[START Text passage]

In a first for darts the tournament will be shown in its entirety on the internet. Every match can be watched in the UK on the Ladbrokes and bet365 websites. The tournament will also be available globally through the internet, except in the United States of America where it can't be shown for legal reasons.

==Format==

The first group will consist of the top 8 players from the PDC Order of Merit who are available for the competition. These 8 players will play each other over the course of a day and receive points for their performance. A win will earn a player two points, whilst a draw will earn them 1 point. All matches will be contested over 10 legs with a player winning the match when the reach 6 legs or the match being declared a draw should the score reach 5–5. When all players have played each other, the four players with the most points will progress to the semi-finals with the winners of those matches progressing into the final.

The winner of the final will progress to the winners group which shall take place at the end of the competition. The runner-up, losing semi-finalists and the players finishing fifth and sixth will move into group two, where they will be joined by the next three players in the Order of Merit. The format of the second group will be the same as the first group with players moving into the third group. In total there will be 8 groups before the final group takes place.

[END Text passage]
[START Records provided]

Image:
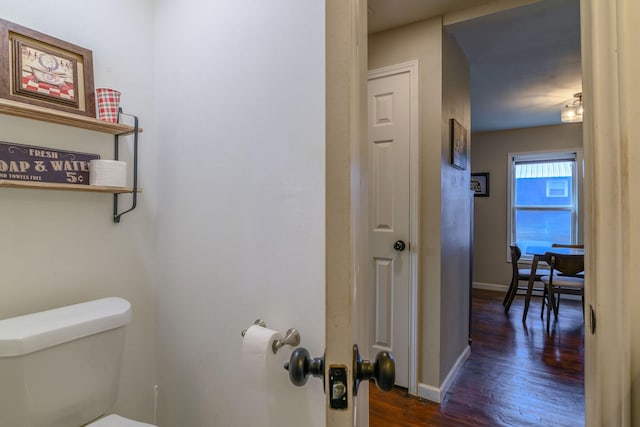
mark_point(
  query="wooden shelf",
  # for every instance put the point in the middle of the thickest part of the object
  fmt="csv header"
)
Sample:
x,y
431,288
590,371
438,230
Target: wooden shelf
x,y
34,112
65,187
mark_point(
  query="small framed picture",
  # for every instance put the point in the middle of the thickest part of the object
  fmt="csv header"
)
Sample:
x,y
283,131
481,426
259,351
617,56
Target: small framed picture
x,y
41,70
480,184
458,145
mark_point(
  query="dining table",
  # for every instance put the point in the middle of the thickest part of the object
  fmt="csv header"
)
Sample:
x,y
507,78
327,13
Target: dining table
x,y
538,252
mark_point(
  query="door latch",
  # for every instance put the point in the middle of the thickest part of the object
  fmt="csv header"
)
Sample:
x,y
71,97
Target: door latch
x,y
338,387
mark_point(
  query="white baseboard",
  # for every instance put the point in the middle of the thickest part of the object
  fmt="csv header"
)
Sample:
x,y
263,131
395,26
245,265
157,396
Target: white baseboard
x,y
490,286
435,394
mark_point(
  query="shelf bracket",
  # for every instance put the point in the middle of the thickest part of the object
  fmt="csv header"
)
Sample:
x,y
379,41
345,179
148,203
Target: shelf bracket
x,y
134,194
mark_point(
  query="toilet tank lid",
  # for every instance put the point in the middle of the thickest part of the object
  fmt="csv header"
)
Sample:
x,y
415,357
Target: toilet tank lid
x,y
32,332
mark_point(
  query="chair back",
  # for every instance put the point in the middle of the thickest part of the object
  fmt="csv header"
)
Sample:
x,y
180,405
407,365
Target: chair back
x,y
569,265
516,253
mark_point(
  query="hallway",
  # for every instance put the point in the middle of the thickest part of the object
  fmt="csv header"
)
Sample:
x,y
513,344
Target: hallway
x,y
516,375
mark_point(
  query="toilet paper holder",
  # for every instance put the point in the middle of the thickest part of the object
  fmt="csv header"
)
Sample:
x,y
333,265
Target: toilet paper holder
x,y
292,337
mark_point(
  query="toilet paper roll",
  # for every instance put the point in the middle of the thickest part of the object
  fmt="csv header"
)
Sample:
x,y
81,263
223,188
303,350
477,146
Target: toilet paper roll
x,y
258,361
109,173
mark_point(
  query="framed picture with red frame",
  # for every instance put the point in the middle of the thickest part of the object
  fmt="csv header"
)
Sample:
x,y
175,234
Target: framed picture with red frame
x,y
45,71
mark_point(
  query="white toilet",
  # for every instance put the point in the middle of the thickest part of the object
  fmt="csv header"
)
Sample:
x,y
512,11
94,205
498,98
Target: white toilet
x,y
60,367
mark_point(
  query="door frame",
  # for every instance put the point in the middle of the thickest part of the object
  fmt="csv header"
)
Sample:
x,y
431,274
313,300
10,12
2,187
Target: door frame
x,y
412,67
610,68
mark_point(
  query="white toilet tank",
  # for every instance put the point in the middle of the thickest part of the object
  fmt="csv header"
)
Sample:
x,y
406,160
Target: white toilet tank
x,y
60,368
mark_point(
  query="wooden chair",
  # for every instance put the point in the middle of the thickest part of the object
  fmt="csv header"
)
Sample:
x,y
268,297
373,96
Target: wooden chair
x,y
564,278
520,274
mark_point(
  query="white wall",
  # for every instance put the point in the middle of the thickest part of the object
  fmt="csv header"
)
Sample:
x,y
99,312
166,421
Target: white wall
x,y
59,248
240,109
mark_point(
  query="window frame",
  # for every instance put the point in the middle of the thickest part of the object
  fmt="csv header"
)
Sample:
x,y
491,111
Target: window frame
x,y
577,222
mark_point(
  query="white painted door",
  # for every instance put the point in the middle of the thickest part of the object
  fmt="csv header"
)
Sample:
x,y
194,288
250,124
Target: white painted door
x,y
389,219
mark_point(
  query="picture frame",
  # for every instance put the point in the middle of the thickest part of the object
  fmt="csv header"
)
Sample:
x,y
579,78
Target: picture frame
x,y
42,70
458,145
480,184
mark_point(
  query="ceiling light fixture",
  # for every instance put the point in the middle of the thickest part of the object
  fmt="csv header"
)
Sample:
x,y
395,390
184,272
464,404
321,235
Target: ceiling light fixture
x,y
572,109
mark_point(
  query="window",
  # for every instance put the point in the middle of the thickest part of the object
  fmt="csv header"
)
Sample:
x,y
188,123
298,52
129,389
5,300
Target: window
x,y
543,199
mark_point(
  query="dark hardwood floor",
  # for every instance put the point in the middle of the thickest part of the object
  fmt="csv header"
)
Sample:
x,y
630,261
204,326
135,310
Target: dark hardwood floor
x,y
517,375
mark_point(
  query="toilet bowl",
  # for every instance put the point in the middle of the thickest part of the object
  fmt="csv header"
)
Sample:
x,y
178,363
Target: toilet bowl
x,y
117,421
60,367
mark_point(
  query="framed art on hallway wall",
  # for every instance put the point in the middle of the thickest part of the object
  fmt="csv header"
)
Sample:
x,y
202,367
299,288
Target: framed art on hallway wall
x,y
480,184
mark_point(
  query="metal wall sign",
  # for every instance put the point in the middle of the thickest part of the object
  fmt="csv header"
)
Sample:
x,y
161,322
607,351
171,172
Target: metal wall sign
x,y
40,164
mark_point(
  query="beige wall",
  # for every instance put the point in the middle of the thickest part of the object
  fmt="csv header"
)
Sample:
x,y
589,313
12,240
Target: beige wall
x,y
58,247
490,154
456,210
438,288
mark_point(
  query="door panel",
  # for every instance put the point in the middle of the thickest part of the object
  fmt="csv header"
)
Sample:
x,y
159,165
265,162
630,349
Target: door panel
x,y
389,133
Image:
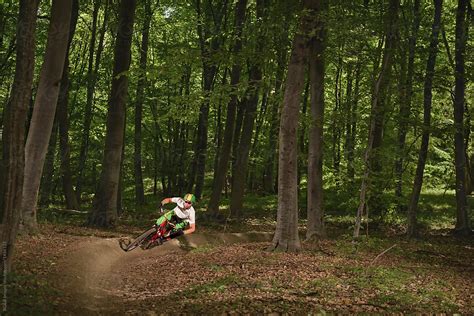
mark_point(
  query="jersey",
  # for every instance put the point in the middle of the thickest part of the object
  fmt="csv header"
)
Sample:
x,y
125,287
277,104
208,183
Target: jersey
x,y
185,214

[END Records provided]

Given request 1:
Answer these questions from the darts tournament text:
(a) On which two websites can every match be watched in the UK?
(b) How many points does a player earn for a draw?
(c) How many groups will there be in total before the final group takes place?
Given request 2:
Turn the paragraph of the darts tournament text beginning "The first group will consist" into a short list that keeps its main facts.
Given request 3:
Please copy the darts tournament text from "The first group will" up to and including "into the final.".
The records have no connection to the darts tournament text.

Expected answer 1:
(a) Ladbrokes and bet365
(b) 1 point
(c) 8 groups

Expected answer 2:
- The first group has the top 8 available players from the PDC Order of Merit.
- They all play each other over one day and earn points.
- A win earns two points, and a draw earns 1 point.
- Matches are over 10 legs; 6 legs wins, and 5–5 is a draw.
- The four players with the most points go to the semi-finals, and the winners of those meet in the final.

Expected answer 3:
The first group will consist of the top 8 players from the PDC Order of Merit who are available for the competition. These 8 players will play each other over the course of a day and receive points for their performance. A win will earn a player two points, whilst a draw will earn them 1 point. All matches will be contested over 10 legs with a player winning the match when the reach 6 legs or the match being declared a draw should the score reach 5–5. When all players have played each other, the four players with the most points will progress to the semi-finals with the winners of those matches progressing into the final.